**Questions on the material:**
A – In the passage on puppy potty training, retype everything from "In the following" down to "anxious about accidents.".
B – Write the next part of the passage on puppy potty training, picking up right after its final sentence.

**Source passage:**
+-------+

In the following I’ll go over:
- The Importance of Strong Routines
- How to Keep an Eye on Your Puppy at All Times
- How to Set the Scene for Potty Training Success
- #1 Potty and Pee Pads
- #2 An Indoor Lawn with Artificial or Real Grass – How to Make Your Own
- # 3 How to Teach Your Dog to Ring a Bell
Good potty habits are the basis for creating a trusting, loving relationship between you and your new family member. If not, you’ll constantly worry if your puppy is going to have an accident and you’ll get frustrated and exhausted. What’s worse is that you’ll never fully commit to training anything else because there will always be a part of your brain that’s anxious about accidents.
Sadly, ignoring potty training is one of the major reasons people return, sell or even put their dogs down. Not being able to bring their dog when leaving home without worrying and never being fully able to trust their dog often becomes too much of a struggle.
As you can see, it’s important to understand how to get it right. And the moment you and your puppy master it, your life will be so much easier. Your puppy will be happy and confident, which will give your relationship a great start. It will also make everything you do with your puppy, and later, your grown dog much easier and joyful.
So, how do you potty train your puppy when you can’t just open your door into a yard or garden? To be honest, it’ll take work, ingenuity, and consistency, but it’s absolutely doable. There are some ground rules and it is important to know the basics of potty training.

+-------+

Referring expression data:

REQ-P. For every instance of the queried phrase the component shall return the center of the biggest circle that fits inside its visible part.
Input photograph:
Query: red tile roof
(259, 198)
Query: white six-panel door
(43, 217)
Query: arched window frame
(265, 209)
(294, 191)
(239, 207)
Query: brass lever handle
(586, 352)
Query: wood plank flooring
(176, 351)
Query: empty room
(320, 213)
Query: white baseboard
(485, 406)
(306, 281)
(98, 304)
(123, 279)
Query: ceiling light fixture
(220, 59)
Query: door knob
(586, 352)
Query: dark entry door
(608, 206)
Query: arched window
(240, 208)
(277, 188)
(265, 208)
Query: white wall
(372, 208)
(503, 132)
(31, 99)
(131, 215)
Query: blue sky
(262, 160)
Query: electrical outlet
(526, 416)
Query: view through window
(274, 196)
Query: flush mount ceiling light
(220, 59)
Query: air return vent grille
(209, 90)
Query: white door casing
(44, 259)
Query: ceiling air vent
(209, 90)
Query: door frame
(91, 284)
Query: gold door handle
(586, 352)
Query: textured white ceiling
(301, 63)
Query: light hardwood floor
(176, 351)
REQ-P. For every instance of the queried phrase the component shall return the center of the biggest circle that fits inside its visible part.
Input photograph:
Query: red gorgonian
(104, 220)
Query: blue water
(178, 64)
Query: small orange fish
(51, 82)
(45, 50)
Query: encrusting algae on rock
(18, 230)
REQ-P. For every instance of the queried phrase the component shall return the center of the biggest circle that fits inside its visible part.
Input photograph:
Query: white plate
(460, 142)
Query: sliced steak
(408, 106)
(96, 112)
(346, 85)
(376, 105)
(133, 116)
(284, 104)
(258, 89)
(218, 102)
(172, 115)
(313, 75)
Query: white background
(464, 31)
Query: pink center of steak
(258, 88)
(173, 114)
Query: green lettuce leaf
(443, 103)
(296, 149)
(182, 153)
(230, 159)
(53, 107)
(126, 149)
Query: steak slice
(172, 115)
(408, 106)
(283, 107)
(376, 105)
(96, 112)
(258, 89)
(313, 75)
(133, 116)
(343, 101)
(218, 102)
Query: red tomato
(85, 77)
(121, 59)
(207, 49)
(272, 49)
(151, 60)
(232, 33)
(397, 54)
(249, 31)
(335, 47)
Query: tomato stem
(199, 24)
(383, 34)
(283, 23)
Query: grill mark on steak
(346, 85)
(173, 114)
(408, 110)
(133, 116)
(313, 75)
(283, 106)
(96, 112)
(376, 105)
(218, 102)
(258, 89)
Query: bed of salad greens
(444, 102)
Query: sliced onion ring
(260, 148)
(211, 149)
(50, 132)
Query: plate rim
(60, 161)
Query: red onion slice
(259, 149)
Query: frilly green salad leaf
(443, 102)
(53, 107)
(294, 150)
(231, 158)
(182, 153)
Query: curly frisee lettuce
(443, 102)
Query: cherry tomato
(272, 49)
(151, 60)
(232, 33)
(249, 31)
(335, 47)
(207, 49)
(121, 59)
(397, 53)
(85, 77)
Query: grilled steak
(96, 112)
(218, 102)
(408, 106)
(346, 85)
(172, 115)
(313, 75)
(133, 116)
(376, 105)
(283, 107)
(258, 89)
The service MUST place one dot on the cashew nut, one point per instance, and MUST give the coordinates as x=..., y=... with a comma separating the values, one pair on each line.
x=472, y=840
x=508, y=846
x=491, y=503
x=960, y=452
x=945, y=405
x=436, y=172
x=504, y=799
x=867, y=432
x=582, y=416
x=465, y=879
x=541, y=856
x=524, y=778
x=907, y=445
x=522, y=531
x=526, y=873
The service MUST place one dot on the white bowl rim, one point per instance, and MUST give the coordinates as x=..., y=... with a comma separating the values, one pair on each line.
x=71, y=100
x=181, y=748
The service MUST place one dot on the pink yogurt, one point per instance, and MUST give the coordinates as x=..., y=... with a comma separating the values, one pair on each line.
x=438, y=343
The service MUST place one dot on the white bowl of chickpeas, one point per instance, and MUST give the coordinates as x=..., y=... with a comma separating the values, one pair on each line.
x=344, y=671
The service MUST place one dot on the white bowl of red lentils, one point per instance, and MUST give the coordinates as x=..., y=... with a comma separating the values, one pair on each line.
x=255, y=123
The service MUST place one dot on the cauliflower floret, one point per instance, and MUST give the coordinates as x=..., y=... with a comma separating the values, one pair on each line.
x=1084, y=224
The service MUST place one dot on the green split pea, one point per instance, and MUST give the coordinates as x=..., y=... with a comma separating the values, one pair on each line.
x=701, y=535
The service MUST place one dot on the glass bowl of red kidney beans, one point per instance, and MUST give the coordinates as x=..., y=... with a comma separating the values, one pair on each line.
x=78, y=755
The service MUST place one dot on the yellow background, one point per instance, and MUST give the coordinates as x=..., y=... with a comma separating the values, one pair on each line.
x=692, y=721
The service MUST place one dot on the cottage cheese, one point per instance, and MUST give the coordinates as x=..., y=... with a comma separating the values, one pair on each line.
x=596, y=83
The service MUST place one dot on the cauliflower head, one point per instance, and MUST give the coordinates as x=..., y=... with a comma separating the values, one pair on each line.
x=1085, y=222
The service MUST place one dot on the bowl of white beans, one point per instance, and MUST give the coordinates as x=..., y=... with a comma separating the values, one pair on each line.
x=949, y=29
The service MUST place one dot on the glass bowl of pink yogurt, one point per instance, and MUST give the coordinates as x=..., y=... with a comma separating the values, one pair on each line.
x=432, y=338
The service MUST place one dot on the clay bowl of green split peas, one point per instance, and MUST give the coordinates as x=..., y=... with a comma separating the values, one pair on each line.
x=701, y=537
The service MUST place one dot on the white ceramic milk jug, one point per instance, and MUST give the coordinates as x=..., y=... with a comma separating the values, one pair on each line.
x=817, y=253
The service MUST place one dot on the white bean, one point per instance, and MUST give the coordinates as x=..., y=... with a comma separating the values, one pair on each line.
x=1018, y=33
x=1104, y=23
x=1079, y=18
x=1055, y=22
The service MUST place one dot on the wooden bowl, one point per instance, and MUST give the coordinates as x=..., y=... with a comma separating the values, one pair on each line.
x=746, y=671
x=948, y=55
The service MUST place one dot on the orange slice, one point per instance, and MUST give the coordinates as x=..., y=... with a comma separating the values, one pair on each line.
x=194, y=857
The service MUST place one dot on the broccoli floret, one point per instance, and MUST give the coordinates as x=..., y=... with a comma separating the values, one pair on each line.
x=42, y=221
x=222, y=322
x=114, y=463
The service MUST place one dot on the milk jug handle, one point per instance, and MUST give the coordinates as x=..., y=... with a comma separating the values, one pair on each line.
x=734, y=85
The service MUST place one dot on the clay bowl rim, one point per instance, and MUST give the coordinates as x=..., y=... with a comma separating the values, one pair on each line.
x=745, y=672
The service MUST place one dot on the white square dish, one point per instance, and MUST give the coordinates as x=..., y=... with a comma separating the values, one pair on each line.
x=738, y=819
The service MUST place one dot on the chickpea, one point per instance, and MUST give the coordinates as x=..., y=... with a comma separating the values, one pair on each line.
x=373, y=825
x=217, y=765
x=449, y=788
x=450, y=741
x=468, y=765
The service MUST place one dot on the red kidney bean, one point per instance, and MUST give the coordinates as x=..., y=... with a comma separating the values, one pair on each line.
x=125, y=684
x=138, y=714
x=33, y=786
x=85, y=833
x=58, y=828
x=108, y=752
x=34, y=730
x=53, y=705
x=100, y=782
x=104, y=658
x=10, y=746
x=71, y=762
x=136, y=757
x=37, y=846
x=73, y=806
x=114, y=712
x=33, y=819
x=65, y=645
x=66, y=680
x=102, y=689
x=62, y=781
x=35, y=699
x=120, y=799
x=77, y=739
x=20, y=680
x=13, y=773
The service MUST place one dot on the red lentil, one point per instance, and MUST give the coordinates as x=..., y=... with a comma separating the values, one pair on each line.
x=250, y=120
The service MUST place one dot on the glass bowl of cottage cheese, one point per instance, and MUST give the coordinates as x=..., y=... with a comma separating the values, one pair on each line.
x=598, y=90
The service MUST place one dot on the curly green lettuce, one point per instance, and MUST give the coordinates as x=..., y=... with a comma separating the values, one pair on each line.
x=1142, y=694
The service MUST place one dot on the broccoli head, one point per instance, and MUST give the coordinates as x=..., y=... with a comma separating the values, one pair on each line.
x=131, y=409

+-------+

**Numbered answers:**
A –
In the following I’ll go over:
- The Importance of Strong Routines
- How to Keep an Eye on Your Puppy at All Times
- How to Set the Scene for Potty Training Success
- #1 Potty and Pee Pads
- #2 An Indoor Lawn with Artificial or Real Grass – How to Make Your Own
- # 3 How to Teach Your Dog to Ring a Bell
Good potty habits are the basis for creating a trusting, loving relationship between you and your new family member. If not, you’ll constantly worry if your puppy is going to have an accident and you’ll get frustrated and exhausted. What’s worse is that you’ll never fully commit to training anything else because there will always be a part of your brain that’s anxious about accidents.

B –
So, before I get to the specific solutions for indoor potty training, I’ll cover the basics of potty training in general. This is to support your training program and to quickly set you and your puppy up for potty training success. If you already know the basics of potty training, go directly to this section: “A Back Up Plan for Potty Training in Apartments.”
Let me be absolutely clear: When at all possible you should take your puppy outside to pee and poop. Why? Well, first of all, this is her nature. She pees not only to empty her bladder, but also to send a signal to other dogs around. Also, she enjoys going outside and marking her territory. So don’t take this away from her.
Secondly, our homes are not made for dogs to relieve themselves indoors. No matter how well we try to disguise it, the smell of dog urine is easy to detect, even by humans. And a dog’s sense of smell is many times stronger than ours. So if your dog, or another dog, has been peeing inside your home, other dogs will smell this and want to pee the same place, as well. In the long run, trying to hide the smell of dog urine will seldom work out…
So when at all possible, bring your puppy outside to relieve herself. Always and when at all possible. If you always bring your puppy outside to do her business, she’ll form the strong habit of going outside. Soon, she’ll seek the door when it is time, giving you the opportunity to let her out whenever necessary. After a while, this will work 99 percent of the time.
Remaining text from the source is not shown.